REQUIRED TASK 1: Using the Iraq war post, state in one to three sentences why the writer considers it unlikely that Iraq would supply weapons to Al Qaeda.
REQUIRED TASK 2: From the Iraq war post, extract word for word the stretch from "Thursday, March 13, 2003" through "not always right.".

TEXT EXTRACT:
________________________
Thursday, March 13, 2003

Conflicted about the Conflict: Preventative Measures

Sure to be the first of many parts of my ongoing thoughts about the (currently) upcoming war on Iraq.  The short of it is that am I opposed to the war in general terms — I’m opposed to war period — but there are lots of pieces which need to be examined along the way.  The anti-war protestors are not always right.

One of the reasons the Bush Administration keeps claiming as a need to go to war on Iraq (at this point, potentially go to war, if Iraq doesn’t disarm; more on that in a later item) is the threat of potential terrorism.  The fear not that Iraq itself will launch terrorist attacks on the United States, it’s citizens, or it’s allies, but that any “weapons of mass destruction” they have might get passed to (sold, given, stolen by) terrorist groups and then used by those groups.  Aiding and abetting, if you will.

This plays heavily off our fears from September 11, and the Bush Administration (and with them, the media outlets — liberal and conservative both — who carry the Bush Administration’s comments and then expound on them) wants us to think that Saddam Hussein will deal directly with Al Qaeda.  Al Qaeda is something of a boogie man these days, the only terrorist organization (maybe along with Hamas) which Americans can be expected to keep in our heads; all terrorists therefore collapse into the specter of Osama bin Laden.

The Bush Administration has revealed several specious (at best) “connections” between Iraq and Al Qaeda, almost desperately trying to give Americans a “smoking gun” reason for us to be in favor of going to war on Iraq.  At the same time, the media has tracked out these same “connections” and found very little to run with, and one major thing to run away from: Al Qaeda considers the secular Iraq to be an enemy (albeit not as significant a one as the United States).  And thus the likelihood of Iraq giving weapons to Al Qaeda drifts away like smoke.  (And the same would be true with any fundamentalist religious terrorist group: they are not going to make deals with a non-religious government, because such a government is their enemy.)
________________________
RECORDS:
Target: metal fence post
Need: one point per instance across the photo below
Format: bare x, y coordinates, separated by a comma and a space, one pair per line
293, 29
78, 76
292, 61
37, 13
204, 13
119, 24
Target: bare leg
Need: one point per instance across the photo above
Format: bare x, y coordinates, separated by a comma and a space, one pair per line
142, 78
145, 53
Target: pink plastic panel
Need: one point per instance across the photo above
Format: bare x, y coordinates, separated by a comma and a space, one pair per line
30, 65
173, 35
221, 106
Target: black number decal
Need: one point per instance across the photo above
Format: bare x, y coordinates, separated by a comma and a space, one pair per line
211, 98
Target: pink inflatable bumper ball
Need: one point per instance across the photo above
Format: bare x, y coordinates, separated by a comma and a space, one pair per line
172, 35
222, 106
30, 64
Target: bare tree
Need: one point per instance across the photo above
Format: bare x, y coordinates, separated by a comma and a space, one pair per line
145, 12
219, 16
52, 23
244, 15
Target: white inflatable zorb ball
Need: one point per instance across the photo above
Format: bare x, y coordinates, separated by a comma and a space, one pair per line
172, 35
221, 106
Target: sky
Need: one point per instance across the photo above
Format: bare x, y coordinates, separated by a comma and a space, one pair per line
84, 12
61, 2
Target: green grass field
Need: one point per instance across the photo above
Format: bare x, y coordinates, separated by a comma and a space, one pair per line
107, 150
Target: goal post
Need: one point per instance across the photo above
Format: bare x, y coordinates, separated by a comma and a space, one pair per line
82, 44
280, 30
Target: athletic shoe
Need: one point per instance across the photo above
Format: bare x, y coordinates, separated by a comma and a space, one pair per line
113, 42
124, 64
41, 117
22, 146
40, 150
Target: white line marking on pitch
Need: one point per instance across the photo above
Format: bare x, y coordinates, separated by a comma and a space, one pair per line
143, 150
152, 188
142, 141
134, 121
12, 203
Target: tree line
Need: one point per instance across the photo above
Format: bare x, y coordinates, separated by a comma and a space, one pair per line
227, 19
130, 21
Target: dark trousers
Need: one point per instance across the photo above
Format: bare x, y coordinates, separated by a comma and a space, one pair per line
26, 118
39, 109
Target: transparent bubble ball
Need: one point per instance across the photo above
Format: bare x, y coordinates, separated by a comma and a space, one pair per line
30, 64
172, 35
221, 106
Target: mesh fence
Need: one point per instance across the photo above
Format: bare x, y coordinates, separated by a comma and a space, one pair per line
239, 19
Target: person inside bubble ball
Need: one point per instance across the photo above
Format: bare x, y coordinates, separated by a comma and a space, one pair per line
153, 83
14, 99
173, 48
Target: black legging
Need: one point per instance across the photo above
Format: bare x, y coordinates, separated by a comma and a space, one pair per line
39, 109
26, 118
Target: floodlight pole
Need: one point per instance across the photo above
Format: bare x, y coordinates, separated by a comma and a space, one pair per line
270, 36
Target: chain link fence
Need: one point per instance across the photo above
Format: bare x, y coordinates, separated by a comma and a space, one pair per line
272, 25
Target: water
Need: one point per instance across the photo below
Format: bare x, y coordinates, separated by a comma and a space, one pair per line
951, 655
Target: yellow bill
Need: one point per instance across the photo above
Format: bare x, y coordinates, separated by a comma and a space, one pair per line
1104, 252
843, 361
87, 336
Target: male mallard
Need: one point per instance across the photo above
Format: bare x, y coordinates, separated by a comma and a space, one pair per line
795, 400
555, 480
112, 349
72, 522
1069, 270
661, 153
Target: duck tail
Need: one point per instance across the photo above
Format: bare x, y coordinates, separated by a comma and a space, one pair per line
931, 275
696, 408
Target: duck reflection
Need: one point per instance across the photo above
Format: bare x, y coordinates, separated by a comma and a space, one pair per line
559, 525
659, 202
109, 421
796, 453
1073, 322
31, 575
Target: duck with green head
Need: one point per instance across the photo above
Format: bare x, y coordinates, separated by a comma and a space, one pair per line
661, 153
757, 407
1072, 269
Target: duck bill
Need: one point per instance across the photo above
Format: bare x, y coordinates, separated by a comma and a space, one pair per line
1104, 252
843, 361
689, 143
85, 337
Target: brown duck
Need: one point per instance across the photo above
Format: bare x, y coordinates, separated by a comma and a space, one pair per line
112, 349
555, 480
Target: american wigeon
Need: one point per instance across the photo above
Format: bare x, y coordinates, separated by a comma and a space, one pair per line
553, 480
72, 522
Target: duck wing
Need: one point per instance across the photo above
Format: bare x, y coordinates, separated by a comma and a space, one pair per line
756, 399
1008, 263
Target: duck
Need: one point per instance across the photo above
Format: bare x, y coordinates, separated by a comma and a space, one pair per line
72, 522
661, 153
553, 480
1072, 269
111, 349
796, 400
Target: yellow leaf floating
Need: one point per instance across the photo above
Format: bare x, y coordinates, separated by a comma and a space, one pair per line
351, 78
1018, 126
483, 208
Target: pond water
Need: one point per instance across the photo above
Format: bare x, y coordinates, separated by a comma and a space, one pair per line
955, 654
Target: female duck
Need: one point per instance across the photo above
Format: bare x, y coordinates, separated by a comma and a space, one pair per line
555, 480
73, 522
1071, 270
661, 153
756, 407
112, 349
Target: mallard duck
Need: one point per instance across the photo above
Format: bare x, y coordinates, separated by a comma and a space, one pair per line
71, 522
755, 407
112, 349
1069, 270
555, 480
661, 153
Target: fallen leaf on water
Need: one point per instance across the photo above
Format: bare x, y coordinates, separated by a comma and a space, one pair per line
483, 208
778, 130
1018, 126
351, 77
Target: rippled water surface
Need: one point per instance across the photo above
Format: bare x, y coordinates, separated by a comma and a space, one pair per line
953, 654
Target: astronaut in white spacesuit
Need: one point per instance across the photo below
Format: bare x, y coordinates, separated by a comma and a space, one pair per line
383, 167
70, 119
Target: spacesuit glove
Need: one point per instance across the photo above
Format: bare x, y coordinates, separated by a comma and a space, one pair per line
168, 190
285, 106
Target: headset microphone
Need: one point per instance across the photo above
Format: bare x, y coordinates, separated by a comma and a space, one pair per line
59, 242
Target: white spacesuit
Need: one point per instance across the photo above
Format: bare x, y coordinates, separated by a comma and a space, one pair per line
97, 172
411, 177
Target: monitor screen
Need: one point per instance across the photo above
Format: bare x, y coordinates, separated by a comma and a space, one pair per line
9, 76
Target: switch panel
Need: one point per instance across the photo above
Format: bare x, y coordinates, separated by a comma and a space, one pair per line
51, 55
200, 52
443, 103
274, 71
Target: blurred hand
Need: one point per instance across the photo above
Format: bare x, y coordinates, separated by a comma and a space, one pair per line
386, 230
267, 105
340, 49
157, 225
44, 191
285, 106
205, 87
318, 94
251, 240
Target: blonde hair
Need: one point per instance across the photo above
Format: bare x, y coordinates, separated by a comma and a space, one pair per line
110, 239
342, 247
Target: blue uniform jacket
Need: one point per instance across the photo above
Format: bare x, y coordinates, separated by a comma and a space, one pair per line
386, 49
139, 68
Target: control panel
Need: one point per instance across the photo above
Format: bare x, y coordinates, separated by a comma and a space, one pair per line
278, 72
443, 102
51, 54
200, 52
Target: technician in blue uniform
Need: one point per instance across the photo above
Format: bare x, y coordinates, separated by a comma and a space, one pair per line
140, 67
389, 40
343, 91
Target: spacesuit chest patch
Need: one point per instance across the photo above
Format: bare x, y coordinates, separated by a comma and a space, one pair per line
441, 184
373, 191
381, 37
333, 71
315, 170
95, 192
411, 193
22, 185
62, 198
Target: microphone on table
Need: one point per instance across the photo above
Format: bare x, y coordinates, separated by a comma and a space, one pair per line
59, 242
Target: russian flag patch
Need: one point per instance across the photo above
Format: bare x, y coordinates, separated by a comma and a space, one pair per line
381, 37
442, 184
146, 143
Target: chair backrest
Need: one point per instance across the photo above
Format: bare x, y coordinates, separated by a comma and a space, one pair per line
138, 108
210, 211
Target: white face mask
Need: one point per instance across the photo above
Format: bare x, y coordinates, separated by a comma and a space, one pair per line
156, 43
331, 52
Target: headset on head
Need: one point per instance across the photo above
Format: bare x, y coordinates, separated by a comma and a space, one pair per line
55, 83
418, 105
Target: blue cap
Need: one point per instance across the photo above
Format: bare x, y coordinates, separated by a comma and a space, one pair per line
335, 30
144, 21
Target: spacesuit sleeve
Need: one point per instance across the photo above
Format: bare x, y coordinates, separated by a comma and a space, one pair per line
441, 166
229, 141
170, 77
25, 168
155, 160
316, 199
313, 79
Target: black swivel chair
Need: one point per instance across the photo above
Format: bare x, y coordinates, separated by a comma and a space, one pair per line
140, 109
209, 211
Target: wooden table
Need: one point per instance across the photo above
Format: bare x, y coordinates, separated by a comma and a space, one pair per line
________________________
TASK RESULT 1: Media reporting on the claimed connections found that Al Qaeda considers secular Iraq an enemy, although a less significant one than the United States. In the writer's view, a fundamentalist religious terrorist group will not make deals with a non-religious government, because that government is its enemy.

TASK RESULT 2:
Thursday, March 13, 2003

Conflicted about the Conflict: Preventative Measures

Sure to be the first of many parts of my ongoing thoughts about the (currently) upcoming war on Iraq.  The short of it is that am I opposed to the war in general terms — I’m opposed to war period — but there are lots of pieces which need to be examined along the way.  The anti-war protestors are not always right.